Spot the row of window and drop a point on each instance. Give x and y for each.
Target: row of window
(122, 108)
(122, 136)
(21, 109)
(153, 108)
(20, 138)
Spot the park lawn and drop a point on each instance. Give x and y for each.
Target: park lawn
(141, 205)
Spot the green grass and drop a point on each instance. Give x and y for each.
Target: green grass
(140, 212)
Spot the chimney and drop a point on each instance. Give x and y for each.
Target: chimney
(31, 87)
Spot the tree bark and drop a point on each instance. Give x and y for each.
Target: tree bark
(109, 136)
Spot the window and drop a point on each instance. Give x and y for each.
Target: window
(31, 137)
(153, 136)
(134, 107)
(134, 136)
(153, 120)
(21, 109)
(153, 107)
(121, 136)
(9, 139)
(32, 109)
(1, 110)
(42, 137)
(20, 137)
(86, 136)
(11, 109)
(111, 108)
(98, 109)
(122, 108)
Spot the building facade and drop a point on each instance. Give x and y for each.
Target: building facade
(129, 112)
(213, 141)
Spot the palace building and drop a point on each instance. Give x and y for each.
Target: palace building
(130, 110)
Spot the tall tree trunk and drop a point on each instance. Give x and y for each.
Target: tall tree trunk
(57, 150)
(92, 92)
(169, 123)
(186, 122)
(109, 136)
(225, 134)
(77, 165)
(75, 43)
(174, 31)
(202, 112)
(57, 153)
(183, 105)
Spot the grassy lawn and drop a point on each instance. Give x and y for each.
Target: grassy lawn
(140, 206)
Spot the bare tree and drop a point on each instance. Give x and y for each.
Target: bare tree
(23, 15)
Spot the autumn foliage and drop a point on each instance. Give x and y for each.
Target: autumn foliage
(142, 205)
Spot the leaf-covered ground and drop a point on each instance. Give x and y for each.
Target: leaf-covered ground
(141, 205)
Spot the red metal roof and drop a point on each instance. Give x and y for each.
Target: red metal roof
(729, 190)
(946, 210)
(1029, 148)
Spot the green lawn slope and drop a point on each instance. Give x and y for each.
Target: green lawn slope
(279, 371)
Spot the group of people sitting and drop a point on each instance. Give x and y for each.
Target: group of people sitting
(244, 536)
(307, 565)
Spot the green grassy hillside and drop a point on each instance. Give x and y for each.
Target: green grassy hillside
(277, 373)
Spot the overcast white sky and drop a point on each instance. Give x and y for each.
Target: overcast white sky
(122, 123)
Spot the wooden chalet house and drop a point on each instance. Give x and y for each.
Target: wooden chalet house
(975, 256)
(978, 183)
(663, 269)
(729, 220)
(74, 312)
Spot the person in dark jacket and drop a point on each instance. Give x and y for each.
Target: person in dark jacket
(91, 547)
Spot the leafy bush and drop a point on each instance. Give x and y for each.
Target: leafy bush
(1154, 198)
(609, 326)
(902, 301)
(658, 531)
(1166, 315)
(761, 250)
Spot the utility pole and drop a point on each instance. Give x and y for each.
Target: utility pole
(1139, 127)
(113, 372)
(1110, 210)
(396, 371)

= = = =

=== Required work ===
Of all the entries above, output exactly the lines between the one holding "Target: green grassy hillside" and the one holding "Spot the person", inclusive.

=== Exercise result ===
Target: green grassy hillside
(277, 373)
Spot the overcast white sky and drop a point on each instance. Give x and y for each.
Target: overcast white sky
(122, 123)
Spot the wooden chalet house and drop a point on each instance. Give x and y for each.
Target: wooden chalet house
(975, 256)
(978, 183)
(663, 269)
(729, 220)
(74, 312)
Spot the person in dark jacket and drop a point on each instance. Give x and y for each.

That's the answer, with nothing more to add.